Mimieux had been writing for several years prior to this film, mostly journalism and short stories. She had the idea for a story about a Pirandello-like theme, "the study of a woman, the difference between what she appears to be and what she is: appearance vs reality." Mimieux says the more she thought about the character "the more I wanted to play her. Here was the kind of nifty, multifaceted part I'd been looking for. So instead of a short story, I wrote it as a film."

She wrote a thriller called Counterpoint about a female killer who used her attractive appearance to get close to her victims. She said the character was "not... a good housewife or sex object. The character I wrote is like an onion, layers upon layers, multi-facted, interesting, desirable, manipulative... It's about what people are saying to each other and what they mean."

Mimieux had appeared in two TV movies, Black Noon and Death Takes a Holiday, so took her script to producers Aaron Spelling and Leonard Goldberg who submitted it to ABC as a TV movie. The network wanted some changes. "I created a totally amoral creature who killed people like you'd swat a fly, with no remorse, no regret," said Mimieux. "That was a little too strong for the network. So they made me soften her." They also insisted the script be retitled from Counterpoint to Hit Lady.

Tracy Keenan Wynn was the son of Keenan Wynn and grandson of Ed Wynn. He had developed a strong reputation as a screenwriter, his credits including The Longest Yard, The Glass House and The Autobiography of Miss Jane Pittman. This allowed him to make his directorial debut with this film. His father Keenan made a cameo appearance as he wanted to be the first actor ever directed by his son. (It would be the only film he ever directed.)

==Broadcast and reception==
Hit Lady first aired on ABC on October 8, 1974 as part of its ABC Movie of the Week anthology series. It was one of the highest-rated and most talked about TV movies of 1974.

The Los Angeles Times called it a "tightly structured, richly textured melodrama".

The movie was repeated in June 1975.

▶ _EXTRACTED MATERIAL_:
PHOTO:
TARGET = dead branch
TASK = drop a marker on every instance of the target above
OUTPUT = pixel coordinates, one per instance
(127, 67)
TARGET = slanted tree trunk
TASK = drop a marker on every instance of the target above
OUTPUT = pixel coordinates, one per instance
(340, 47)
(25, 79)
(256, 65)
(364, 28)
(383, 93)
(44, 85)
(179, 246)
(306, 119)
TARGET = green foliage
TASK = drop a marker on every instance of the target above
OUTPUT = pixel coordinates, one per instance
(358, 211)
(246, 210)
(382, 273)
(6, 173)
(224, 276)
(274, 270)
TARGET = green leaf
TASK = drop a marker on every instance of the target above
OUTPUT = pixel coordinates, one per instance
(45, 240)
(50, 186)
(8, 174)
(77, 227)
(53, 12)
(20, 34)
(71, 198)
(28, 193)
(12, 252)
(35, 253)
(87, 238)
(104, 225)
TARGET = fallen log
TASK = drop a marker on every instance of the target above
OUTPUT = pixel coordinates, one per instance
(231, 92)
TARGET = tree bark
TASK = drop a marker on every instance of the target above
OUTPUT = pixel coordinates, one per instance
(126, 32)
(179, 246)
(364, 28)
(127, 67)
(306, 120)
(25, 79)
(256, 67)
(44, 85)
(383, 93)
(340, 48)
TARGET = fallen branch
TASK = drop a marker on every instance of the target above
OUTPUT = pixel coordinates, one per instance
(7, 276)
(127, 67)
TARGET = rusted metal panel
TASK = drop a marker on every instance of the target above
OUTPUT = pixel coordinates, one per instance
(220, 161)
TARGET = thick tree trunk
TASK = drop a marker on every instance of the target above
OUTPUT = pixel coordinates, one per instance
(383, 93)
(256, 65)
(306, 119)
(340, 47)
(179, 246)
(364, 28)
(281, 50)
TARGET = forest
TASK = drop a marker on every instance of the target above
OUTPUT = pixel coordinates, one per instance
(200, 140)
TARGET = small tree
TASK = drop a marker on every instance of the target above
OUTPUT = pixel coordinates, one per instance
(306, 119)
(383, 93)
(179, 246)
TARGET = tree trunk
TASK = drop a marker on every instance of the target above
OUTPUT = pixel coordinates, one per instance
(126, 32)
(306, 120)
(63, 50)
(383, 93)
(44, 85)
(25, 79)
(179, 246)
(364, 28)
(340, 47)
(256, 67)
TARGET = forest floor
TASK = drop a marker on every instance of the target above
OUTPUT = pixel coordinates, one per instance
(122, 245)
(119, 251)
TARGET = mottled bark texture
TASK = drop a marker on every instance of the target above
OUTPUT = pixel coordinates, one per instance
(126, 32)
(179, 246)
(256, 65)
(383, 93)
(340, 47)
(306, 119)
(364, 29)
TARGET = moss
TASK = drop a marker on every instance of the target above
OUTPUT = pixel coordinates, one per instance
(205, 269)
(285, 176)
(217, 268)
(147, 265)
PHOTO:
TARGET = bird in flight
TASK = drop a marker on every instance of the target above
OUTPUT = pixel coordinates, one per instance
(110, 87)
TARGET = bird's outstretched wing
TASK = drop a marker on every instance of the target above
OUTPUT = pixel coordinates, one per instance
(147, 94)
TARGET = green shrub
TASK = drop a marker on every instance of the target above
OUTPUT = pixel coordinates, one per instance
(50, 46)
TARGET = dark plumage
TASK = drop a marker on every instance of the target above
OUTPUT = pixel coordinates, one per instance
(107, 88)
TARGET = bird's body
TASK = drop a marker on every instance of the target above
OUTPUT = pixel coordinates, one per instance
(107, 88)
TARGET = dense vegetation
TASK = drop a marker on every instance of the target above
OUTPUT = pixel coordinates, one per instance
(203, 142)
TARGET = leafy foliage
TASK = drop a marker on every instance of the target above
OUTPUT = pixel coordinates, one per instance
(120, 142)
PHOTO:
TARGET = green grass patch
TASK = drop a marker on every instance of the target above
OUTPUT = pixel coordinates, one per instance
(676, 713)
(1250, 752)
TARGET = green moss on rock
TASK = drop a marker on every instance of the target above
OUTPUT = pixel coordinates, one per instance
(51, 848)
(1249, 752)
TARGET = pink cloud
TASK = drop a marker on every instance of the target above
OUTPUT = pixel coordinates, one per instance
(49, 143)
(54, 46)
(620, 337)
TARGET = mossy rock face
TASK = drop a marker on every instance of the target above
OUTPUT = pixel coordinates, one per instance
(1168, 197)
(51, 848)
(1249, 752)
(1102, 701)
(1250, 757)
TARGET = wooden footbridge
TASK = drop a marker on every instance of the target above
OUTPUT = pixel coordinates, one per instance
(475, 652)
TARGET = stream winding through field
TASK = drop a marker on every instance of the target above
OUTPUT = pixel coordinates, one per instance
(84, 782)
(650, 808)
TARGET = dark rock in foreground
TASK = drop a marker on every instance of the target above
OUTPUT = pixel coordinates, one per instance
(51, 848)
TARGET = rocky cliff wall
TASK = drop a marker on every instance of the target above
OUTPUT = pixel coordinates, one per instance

▶ _TASKS FOR THIS EXERCISE_:
1. According to the text on the making of Hit Lady, what title did the script have before ABC insisted it be changed?
2. Reproduce the part of the Hit Lady text that begins at the words "Tracy Keenan Wynn" and stops after "he ever directed.)".

▶ _SOLVED PROBLEMS_:
1. Counterpoint

2.
Tracy Keenan Wynn was the son of Keenan Wynn and grandson of Ed Wynn. He had developed a strong reputation as a screenwriter, his credits including The Longest Yard, The Glass House and The Autobiography of Miss Jane Pittman. This allowed him to make his directorial debut with this film. His father Keenan made a cameo appearance as he wanted to be the first actor ever directed by his son. (It would be the only film he ever directed.)